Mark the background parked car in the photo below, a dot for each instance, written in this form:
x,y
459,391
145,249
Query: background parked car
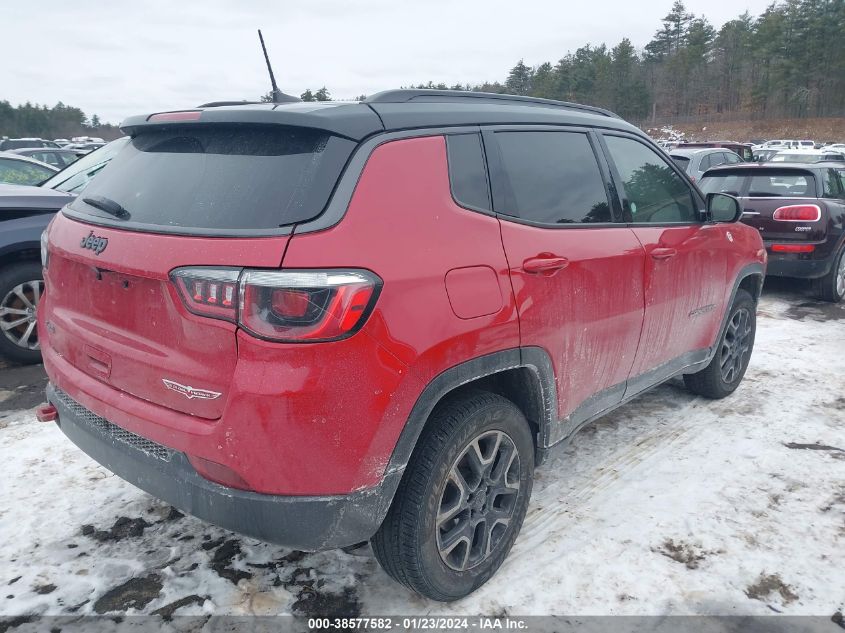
x,y
22,170
58,158
743,150
763,155
85,147
787,144
24,214
18,143
800,213
806,156
696,161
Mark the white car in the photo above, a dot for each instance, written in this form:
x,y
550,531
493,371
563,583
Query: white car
x,y
807,156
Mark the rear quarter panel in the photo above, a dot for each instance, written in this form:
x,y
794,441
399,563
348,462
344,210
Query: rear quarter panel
x,y
403,224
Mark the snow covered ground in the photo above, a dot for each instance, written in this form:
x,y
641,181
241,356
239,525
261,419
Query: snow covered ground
x,y
671,505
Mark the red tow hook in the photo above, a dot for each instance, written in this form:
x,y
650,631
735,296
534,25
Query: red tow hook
x,y
46,413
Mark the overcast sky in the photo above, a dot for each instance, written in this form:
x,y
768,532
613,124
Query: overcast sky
x,y
120,58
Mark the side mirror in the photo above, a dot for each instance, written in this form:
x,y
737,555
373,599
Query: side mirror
x,y
723,208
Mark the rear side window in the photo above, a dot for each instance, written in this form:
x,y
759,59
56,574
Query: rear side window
x,y
834,183
552,178
717,159
654,192
220,177
467,171
681,161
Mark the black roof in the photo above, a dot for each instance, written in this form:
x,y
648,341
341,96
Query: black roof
x,y
399,110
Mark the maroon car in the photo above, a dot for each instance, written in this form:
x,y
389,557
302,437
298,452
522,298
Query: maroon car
x,y
799,210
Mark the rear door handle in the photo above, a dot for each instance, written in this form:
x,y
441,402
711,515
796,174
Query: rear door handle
x,y
544,264
664,253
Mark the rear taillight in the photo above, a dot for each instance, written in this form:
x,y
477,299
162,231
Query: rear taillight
x,y
45,249
289,306
793,248
209,291
798,213
306,305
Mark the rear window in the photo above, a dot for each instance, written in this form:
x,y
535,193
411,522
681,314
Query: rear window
x,y
770,184
722,183
782,185
227,178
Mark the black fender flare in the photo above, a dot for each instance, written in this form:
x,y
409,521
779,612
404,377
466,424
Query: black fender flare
x,y
535,359
749,270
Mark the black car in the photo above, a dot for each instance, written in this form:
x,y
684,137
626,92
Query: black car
x,y
799,210
24,214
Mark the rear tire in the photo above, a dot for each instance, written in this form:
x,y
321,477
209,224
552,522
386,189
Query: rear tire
x,y
21,288
831,287
462,499
733,351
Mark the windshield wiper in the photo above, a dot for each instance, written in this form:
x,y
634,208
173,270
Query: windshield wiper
x,y
108,205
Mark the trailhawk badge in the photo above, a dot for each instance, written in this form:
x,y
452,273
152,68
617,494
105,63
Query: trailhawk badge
x,y
189,392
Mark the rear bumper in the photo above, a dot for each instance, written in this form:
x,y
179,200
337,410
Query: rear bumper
x,y
781,266
801,266
306,523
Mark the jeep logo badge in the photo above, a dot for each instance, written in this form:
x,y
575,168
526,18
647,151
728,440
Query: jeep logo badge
x,y
190,392
94,243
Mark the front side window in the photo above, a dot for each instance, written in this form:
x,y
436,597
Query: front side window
x,y
552,178
654,193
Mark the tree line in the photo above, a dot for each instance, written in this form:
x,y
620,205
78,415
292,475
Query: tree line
x,y
787,62
60,121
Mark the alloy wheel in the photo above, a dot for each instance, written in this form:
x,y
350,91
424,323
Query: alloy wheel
x,y
735,345
18,314
478,500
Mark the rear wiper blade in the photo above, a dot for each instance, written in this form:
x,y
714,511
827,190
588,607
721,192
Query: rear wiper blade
x,y
108,205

» **TASK REQUIREMENTS**: Transcribe exactly, and only, the lines from the one bearing "Mark the windshield" through the last line of the entries, counting both.

» **OUTPUT**:
Mark the windshield wiper in the photo above, a dot for each instance, written in this form:
x,y
634,208
173,270
Query: windshield wiper
x,y
108,205
Mark the trailhawk badge in the photo above, a dot for each instance, written in this form:
x,y
452,273
152,68
617,494
105,63
Query: trailhawk badge
x,y
189,392
Mark the rear bumper in the photo above, a dot for each instance, written in this form:
x,y
179,200
337,410
Query: rear bumper
x,y
781,266
801,266
306,523
Mark the jeep logo badge in the photo above, a dot for each instance, written in this form:
x,y
575,168
526,18
647,151
728,440
Query: jeep logo badge
x,y
190,392
94,243
Mark the front side window in the photo above, a dot for each instance, written in this form:
x,y
436,597
Query: front side window
x,y
552,178
654,193
Mark the tree line in the photo above, a dot for each instance, written in this form:
x,y
620,205
78,415
292,475
Query: tree line
x,y
787,62
60,121
Mark the alloy wheel in the photo above, a dot for each instance, written in this form:
x,y
350,91
424,323
Query: alloy wheel
x,y
735,345
18,314
478,500
Mark the rear wiper blade in the photo above, a dot for each instance, written in this form:
x,y
714,511
827,190
588,607
721,192
Query: rear wiper blade
x,y
108,205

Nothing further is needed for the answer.